Some lines:
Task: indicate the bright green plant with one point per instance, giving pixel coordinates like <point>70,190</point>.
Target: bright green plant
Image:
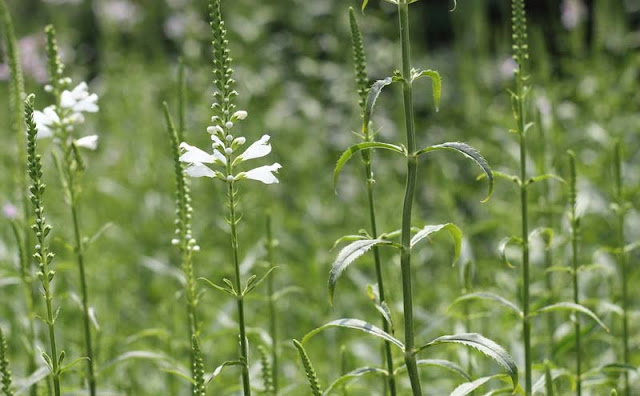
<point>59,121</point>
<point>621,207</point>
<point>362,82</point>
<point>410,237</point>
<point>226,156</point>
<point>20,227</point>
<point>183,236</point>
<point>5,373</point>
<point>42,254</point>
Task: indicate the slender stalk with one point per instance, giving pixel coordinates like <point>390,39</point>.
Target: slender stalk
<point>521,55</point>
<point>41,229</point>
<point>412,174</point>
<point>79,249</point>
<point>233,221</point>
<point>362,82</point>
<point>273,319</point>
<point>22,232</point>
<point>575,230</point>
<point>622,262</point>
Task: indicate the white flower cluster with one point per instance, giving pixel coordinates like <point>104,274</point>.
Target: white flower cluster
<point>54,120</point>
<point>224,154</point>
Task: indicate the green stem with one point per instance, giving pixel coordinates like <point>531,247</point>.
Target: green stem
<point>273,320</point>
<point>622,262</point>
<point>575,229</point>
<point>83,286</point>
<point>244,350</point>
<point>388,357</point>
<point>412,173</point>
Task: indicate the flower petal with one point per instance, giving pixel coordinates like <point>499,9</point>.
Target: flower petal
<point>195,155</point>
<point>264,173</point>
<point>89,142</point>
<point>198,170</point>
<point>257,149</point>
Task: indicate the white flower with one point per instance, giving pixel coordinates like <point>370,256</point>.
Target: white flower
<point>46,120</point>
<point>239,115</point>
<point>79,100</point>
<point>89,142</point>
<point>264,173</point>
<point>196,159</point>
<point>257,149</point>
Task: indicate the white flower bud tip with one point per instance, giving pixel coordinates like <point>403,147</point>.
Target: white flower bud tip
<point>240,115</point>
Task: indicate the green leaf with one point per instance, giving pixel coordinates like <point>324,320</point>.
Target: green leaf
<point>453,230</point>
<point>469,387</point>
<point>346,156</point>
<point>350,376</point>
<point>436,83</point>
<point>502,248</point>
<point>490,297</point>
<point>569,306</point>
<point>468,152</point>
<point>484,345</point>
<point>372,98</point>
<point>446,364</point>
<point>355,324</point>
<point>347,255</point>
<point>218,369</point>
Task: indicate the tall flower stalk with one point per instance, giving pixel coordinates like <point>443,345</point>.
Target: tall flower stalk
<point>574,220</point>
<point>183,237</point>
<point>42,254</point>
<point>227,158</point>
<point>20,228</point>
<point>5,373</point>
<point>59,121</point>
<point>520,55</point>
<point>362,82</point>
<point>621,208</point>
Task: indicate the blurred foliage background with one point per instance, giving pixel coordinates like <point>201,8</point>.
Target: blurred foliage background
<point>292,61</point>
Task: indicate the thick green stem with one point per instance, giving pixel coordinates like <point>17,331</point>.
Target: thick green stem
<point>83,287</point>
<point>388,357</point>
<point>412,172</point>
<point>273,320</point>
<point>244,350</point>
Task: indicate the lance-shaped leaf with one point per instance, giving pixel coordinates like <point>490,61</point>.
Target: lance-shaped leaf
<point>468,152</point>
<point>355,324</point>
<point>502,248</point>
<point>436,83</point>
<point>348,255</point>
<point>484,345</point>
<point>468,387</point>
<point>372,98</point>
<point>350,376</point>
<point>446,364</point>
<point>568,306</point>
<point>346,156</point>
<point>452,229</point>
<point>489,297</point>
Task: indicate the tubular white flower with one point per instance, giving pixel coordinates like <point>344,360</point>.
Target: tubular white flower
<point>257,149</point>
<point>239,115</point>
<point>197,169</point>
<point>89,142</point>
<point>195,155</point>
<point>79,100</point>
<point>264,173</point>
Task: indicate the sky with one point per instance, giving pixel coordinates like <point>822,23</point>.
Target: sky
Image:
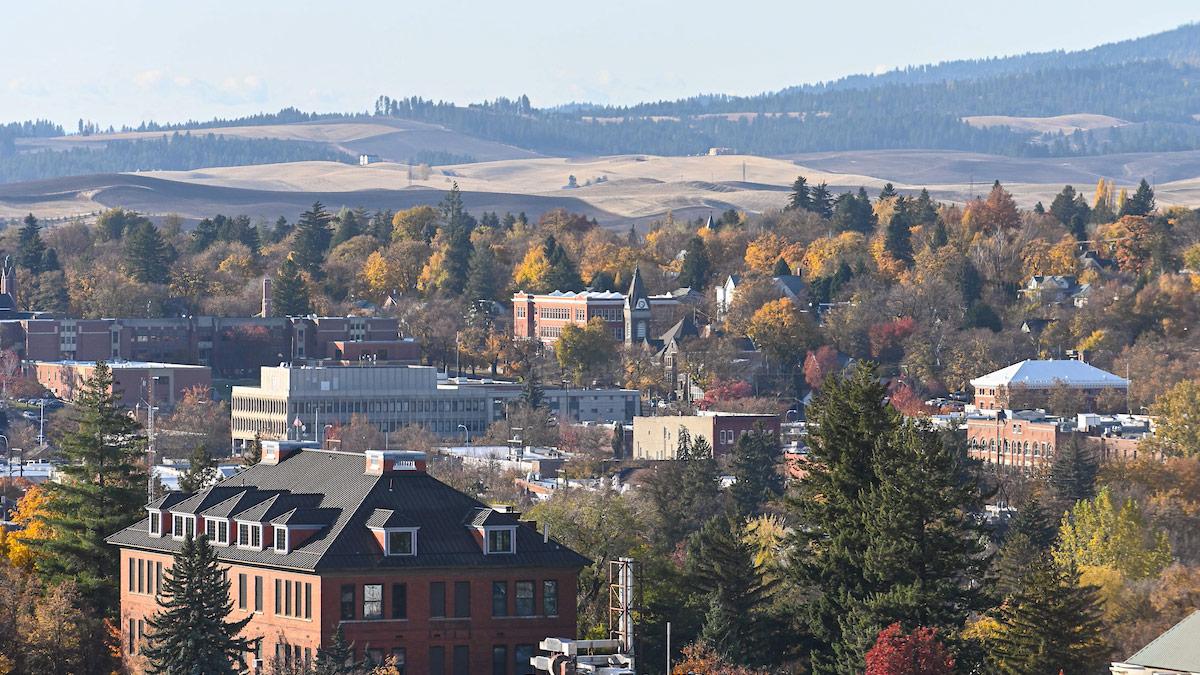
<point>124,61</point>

**WRITTEN INSTRUCTION**
Lay out the lines above as a JSON list of strings, one string per line with blank lines dropped, and leave the pictures out.

**COMPLETED TASK**
[
  "Task: indicate the bright green plant with one point per instance, giving pixel coordinates like <point>70,190</point>.",
  "Target: bright green plant",
  "Image:",
  "<point>59,121</point>",
  "<point>621,207</point>",
  "<point>362,82</point>",
  "<point>410,237</point>",
  "<point>226,156</point>",
  "<point>20,227</point>",
  "<point>183,236</point>",
  "<point>5,373</point>",
  "<point>42,254</point>",
  "Task: indicate the slender stalk with one point per instance, giving pixel coordinates like <point>390,39</point>.",
  "Target: slender stalk",
  "<point>521,55</point>",
  "<point>41,229</point>",
  "<point>412,174</point>",
  "<point>79,249</point>",
  "<point>233,221</point>",
  "<point>362,82</point>",
  "<point>273,319</point>",
  "<point>22,232</point>",
  "<point>575,230</point>",
  "<point>622,262</point>",
  "Task: indicate the white flower cluster with one point per instance, giving pixel coordinates like <point>104,274</point>.",
  "Target: white flower cluster",
  "<point>54,120</point>",
  "<point>224,154</point>",
  "Task: indicate the green stem with one point per instance, giving pixel coordinates like <point>531,247</point>.",
  "Target: green stem",
  "<point>273,320</point>",
  "<point>622,262</point>",
  "<point>575,229</point>",
  "<point>83,286</point>",
  "<point>244,350</point>",
  "<point>388,357</point>",
  "<point>412,173</point>",
  "Task: indicate the flower petal with one point per instance, giving pixel coordinates like <point>499,9</point>.",
  "Target: flower petal",
  "<point>195,155</point>",
  "<point>264,173</point>",
  "<point>89,142</point>",
  "<point>198,170</point>",
  "<point>257,149</point>",
  "Task: indicate the white flower with one point per instance, giving pixel coordinates like <point>370,256</point>.",
  "Target: white flower",
  "<point>46,120</point>",
  "<point>239,115</point>",
  "<point>79,100</point>",
  "<point>89,142</point>",
  "<point>264,173</point>",
  "<point>196,159</point>",
  "<point>257,149</point>",
  "Task: indicate the white flower bud tip with one point per instance, giving pixel coordinates like <point>403,147</point>.",
  "Target: white flower bud tip",
  "<point>240,115</point>",
  "Task: indicate the green leaf with one point per instance, giving pixel coordinates like <point>324,320</point>.",
  "Target: green leaf",
  "<point>453,230</point>",
  "<point>469,387</point>",
  "<point>346,156</point>",
  "<point>350,376</point>",
  "<point>436,83</point>",
  "<point>502,248</point>",
  "<point>490,297</point>",
  "<point>569,306</point>",
  "<point>468,152</point>",
  "<point>484,345</point>",
  "<point>372,98</point>",
  "<point>446,364</point>",
  "<point>355,324</point>",
  "<point>347,255</point>",
  "<point>218,369</point>",
  "Task: indicate the tall flower stalk with one point per instance, giving pixel coordinates like <point>443,345</point>.",
  "Target: tall flower stalk",
  "<point>574,220</point>",
  "<point>183,237</point>",
  "<point>42,254</point>",
  "<point>227,158</point>",
  "<point>20,228</point>",
  "<point>5,373</point>",
  "<point>59,121</point>",
  "<point>520,55</point>",
  "<point>362,82</point>",
  "<point>621,208</point>",
  "Task: indicate the blurred foliage background with one point per instance, giving pixel coordinates like <point>201,8</point>.",
  "Target: blurred foliage background",
  "<point>292,61</point>",
  "Task: indicate the thick green stem with one point per instance, giving pixel coordinates like <point>17,331</point>.",
  "Target: thick green stem",
  "<point>83,287</point>",
  "<point>388,357</point>",
  "<point>412,172</point>",
  "<point>273,320</point>",
  "<point>244,350</point>",
  "Task: indicate the lance-shaped leaf with one point per instance, giving pixel coordinates like <point>490,61</point>.",
  "Target: lance-shaped leaf",
  "<point>468,152</point>",
  "<point>355,324</point>",
  "<point>502,248</point>",
  "<point>436,83</point>",
  "<point>348,255</point>",
  "<point>484,345</point>",
  "<point>468,387</point>",
  "<point>372,98</point>",
  "<point>350,376</point>",
  "<point>446,364</point>",
  "<point>568,306</point>",
  "<point>346,156</point>",
  "<point>452,229</point>",
  "<point>489,297</point>",
  "Task: indicate the tubular white flower with one point per instance, giving pixel coordinates like <point>344,360</point>.",
  "Target: tubular white flower",
  "<point>257,149</point>",
  "<point>239,115</point>",
  "<point>197,169</point>",
  "<point>89,142</point>",
  "<point>195,155</point>",
  "<point>79,100</point>",
  "<point>264,173</point>",
  "Task: indicate the sky with one point per instance, giving pixel coordinates like <point>822,23</point>.",
  "Target: sky",
  "Image:",
  "<point>124,61</point>"
]